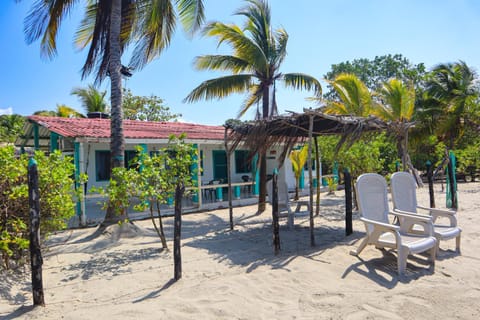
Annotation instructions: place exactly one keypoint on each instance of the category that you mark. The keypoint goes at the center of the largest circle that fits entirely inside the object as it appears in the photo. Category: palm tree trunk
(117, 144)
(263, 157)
========================================
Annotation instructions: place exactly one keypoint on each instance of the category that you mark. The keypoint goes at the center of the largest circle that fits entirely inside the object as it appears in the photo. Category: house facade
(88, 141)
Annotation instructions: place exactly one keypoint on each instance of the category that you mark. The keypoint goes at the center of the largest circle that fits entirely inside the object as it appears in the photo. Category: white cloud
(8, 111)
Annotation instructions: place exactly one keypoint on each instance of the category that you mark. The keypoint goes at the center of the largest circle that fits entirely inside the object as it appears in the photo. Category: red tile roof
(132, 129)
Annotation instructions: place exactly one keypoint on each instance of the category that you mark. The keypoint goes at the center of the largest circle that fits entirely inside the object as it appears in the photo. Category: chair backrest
========================================
Copy the data word for word, starting with the line that contains "Category: house facade" and going on through the line that contains "Category: chair backrest", both of those lines included.

Annotation instructions: place exactly one keypoint on each instance of the category that you mark. The keypoint goes at the center of the largest circle that fits entirely inside the object as it appears in the photo. Category: house facade
(88, 141)
Annotation instructions: place exactly one keypoint on each instance of the category that you mark. The keypoint goes at the center of the largest circle that fits entirely inside the object as it appears in the photo. Category: white cloud
(8, 111)
Annotation instructions: place exactly one keypoint on each instance of the category that you mark. The keypoint goes at the center of the largest circle that fits entirely inside the object as it appears in the photo. Category: red tile roof
(132, 129)
Annotation instructions: place exactly one keypoint on each instance of the category that you mark. The keypoint goes at the center of the largest circle that fits entirely inside the object as it appears in the photo. Category: chair backrest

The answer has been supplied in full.